Directions>
1) In the forum thread about pulling an equal object out of a Python set, what does the reply say interning objects is best done with?
2) Go on with the forum thread about pulling an equal object out of a Python set, starting after its last sentence.

Text to read>
——

Arnaud Delobelle wrote:
> Dear Pythoneers,
>
> I've got a seemingly simple problem, but for which I cannot find a
> simple solution.
>
> I have a set of objects (say S) containing an object which is equal to
> a given object (say x). So
>
> x in S
>
> is true. So there is an object y in S which is equal to x. My
> problem is how to retrieve y, without going through the whole set.
Why do you care? Since x == y, what benefit do you get from extracting the
actual object y?
I'm not necessarily saying that you *should not* care, only that it is a
very rare occurrence. The only thing I can think of is interning objects,
which is best done with a dict, not a set:
CACHE = {}
def intern(obj):
return CACHE.setdefault(obj, obj)
which you could then use like this:
py> s = "hello world"
py> intern(s)
'hello world'
py> t = 'hello world'
py> t is s
False
py> intern(t) is s
True
However, there aren't very many cases where doing this is actually helpful.
Under normal circumstances, object equality is much more important than
identity, and if you find that identity is important to you, then you
probably should rethink your code.

——

Information provided>
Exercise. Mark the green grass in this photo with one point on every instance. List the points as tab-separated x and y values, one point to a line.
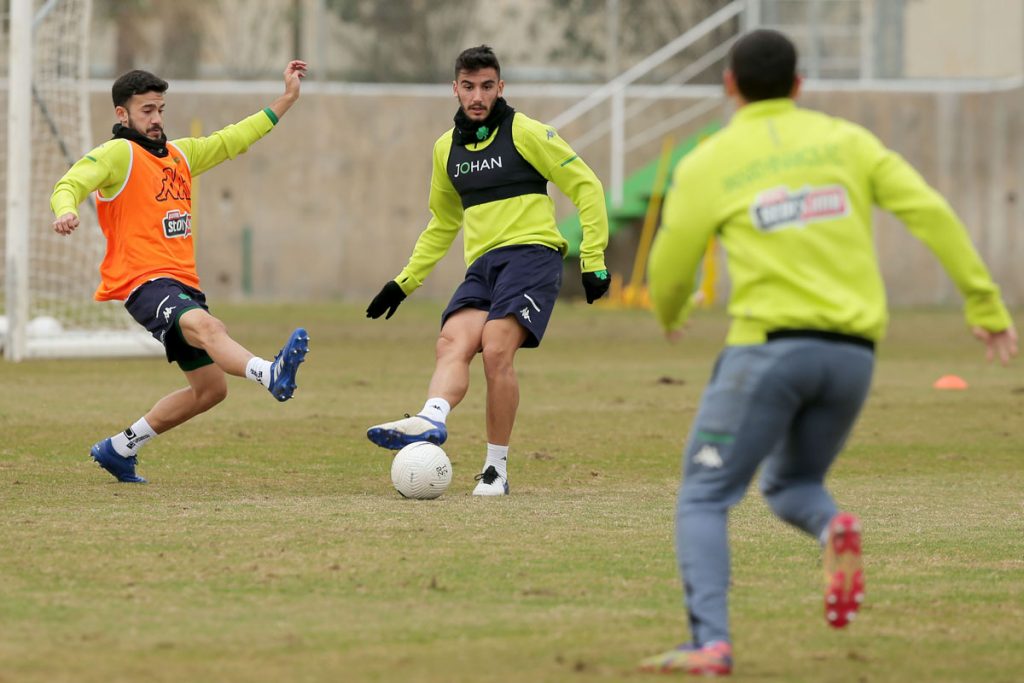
270	546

——

Task results>
1) A dict, not a set.

2)
So... now that I've told you why you shouldn't do it, here's how you can do
it anyway:
def retrieve(S, x):
"""Returns the object in set S which is equal to x."""
s = set(S) # make a copy of S
s.discard(x)
t = S.difference(s)
if t:
return t.pop()
raise KeyError('not found')
S = set(range(10))
y = (1, 2, "hello world")
x = (1, 2, "hello world")
assert x is not y and x == y
S.add(y)
z = retrieve(S, x)
assert z is y
By the way, since this makes a copy of the set, it is O(n). The
straight-forward approach:
for element in S:
if x == element:
x = element
break
is also O(n), but with less overhead. On the other hand, the retrieve
function above does most of its work in C, while the straight-forward loop
is pure Python, so it's difficult to say which will be faster. I suggest
you time them and see.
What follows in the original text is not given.